STORED DATA:
------------------------------------------------

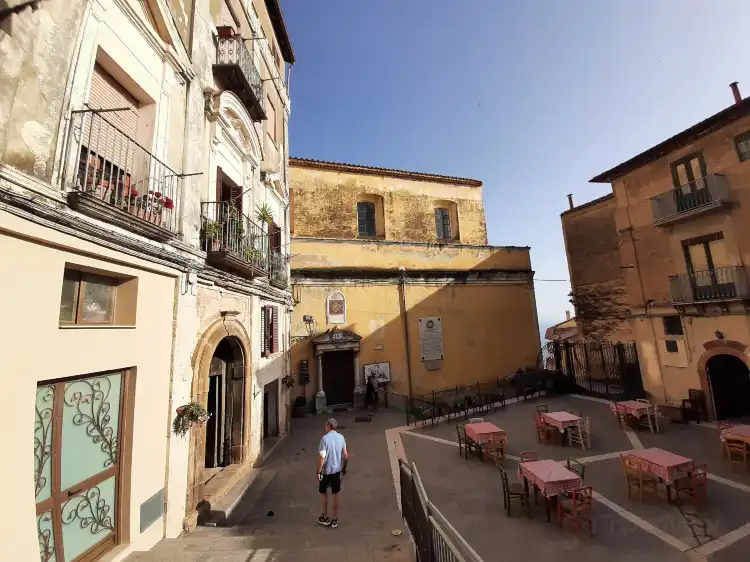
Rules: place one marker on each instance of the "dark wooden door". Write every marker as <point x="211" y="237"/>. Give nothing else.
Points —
<point x="338" y="377"/>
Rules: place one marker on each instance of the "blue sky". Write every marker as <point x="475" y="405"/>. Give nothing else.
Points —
<point x="532" y="97"/>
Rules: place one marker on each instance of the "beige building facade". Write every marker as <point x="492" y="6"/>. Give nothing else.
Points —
<point x="144" y="213"/>
<point x="393" y="278"/>
<point x="682" y="224"/>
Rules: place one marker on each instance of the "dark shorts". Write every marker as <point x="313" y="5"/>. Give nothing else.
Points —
<point x="332" y="480"/>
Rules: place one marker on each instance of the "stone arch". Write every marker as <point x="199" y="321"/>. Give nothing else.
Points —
<point x="714" y="348"/>
<point x="220" y="329"/>
<point x="235" y="113"/>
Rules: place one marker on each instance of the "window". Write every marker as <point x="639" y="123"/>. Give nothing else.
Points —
<point x="742" y="143"/>
<point x="366" y="218"/>
<point x="443" y="224"/>
<point x="94" y="299"/>
<point x="672" y="325"/>
<point x="269" y="330"/>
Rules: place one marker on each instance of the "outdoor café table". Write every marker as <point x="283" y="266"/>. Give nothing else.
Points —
<point x="663" y="464"/>
<point x="484" y="432"/>
<point x="561" y="420"/>
<point x="738" y="432"/>
<point x="550" y="477"/>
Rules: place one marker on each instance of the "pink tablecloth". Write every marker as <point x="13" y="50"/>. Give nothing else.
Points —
<point x="561" y="420"/>
<point x="484" y="432"/>
<point x="633" y="407"/>
<point x="550" y="477"/>
<point x="739" y="432"/>
<point x="664" y="464"/>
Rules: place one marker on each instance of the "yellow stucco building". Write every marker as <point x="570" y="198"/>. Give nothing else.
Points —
<point x="392" y="276"/>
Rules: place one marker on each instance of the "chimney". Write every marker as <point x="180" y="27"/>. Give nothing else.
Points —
<point x="736" y="92"/>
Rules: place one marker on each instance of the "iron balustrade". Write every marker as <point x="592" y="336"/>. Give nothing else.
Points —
<point x="720" y="284"/>
<point x="107" y="164"/>
<point x="225" y="229"/>
<point x="231" y="51"/>
<point x="706" y="192"/>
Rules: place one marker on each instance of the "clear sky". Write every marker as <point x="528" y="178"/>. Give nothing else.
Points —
<point x="533" y="97"/>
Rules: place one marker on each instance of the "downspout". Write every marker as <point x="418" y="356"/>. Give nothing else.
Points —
<point x="402" y="300"/>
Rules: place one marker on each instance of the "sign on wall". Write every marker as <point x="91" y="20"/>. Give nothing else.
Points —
<point x="381" y="372"/>
<point x="336" y="308"/>
<point x="431" y="338"/>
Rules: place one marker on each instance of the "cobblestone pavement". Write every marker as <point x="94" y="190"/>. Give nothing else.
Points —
<point x="624" y="529"/>
<point x="281" y="524"/>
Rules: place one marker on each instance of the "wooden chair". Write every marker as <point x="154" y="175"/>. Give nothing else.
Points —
<point x="528" y="456"/>
<point x="577" y="510"/>
<point x="543" y="431"/>
<point x="494" y="450"/>
<point x="638" y="479"/>
<point x="513" y="491"/>
<point x="694" y="485"/>
<point x="737" y="452"/>
<point x="581" y="433"/>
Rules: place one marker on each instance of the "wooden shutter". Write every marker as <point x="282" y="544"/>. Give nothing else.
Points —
<point x="275" y="329"/>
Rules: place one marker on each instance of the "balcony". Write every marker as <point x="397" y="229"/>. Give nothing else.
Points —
<point x="278" y="270"/>
<point x="713" y="285"/>
<point x="234" y="70"/>
<point x="702" y="195"/>
<point x="232" y="241"/>
<point x="116" y="180"/>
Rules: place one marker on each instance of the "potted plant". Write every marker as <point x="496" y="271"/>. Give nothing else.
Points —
<point x="189" y="416"/>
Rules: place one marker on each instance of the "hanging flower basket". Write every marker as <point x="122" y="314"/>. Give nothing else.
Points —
<point x="189" y="415"/>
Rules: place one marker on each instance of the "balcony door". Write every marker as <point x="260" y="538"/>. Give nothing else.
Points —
<point x="689" y="180"/>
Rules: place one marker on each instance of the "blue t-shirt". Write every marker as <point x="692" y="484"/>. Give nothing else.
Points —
<point x="332" y="447"/>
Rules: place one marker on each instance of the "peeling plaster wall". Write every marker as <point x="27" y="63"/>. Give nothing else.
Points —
<point x="35" y="61"/>
<point x="325" y="205"/>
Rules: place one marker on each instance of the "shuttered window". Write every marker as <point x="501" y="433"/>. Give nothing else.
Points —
<point x="443" y="224"/>
<point x="366" y="218"/>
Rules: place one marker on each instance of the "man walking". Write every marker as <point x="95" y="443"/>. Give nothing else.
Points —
<point x="332" y="461"/>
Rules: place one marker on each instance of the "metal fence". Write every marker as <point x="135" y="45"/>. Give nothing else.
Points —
<point x="435" y="539"/>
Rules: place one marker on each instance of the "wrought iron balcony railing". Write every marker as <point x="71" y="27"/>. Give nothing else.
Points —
<point x="235" y="70"/>
<point x="722" y="284"/>
<point x="697" y="196"/>
<point x="278" y="270"/>
<point x="232" y="240"/>
<point x="115" y="179"/>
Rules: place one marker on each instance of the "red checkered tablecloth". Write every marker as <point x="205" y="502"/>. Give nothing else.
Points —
<point x="550" y="477"/>
<point x="561" y="420"/>
<point x="664" y="464"/>
<point x="484" y="432"/>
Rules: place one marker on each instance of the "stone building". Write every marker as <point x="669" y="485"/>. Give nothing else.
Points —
<point x="144" y="214"/>
<point x="681" y="217"/>
<point x="393" y="276"/>
<point x="597" y="280"/>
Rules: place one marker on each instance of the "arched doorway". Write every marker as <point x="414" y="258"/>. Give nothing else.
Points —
<point x="729" y="379"/>
<point x="225" y="404"/>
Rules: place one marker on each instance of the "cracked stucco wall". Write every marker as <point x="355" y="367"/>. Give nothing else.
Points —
<point x="35" y="61"/>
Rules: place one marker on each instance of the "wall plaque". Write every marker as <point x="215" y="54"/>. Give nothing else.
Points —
<point x="336" y="308"/>
<point x="431" y="338"/>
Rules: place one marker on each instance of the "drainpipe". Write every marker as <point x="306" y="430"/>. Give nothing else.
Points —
<point x="402" y="300"/>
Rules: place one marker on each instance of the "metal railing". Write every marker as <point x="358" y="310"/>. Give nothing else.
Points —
<point x="724" y="283"/>
<point x="714" y="188"/>
<point x="226" y="229"/>
<point x="233" y="51"/>
<point x="435" y="539"/>
<point x="278" y="269"/>
<point x="106" y="163"/>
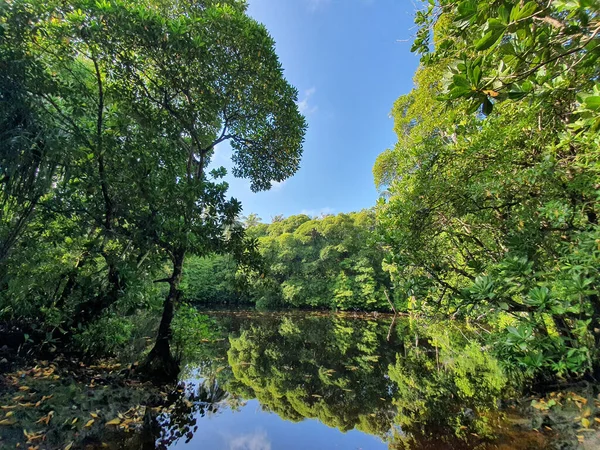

------------------------------------------------

INSTRUCTION:
Please pick out each line of the records that contains the word "window" and copy it. Case counts, so match capital and lowercase letters precisely.

RESULT OF THIS TASK:
Rules: place one marker on each instance of the "window". Write every marker as <point x="639" y="123"/>. Give nothing else.
Rules: place one marker on each instance of the "shuttered window". Write every marker as <point x="501" y="433"/>. Give nothing else.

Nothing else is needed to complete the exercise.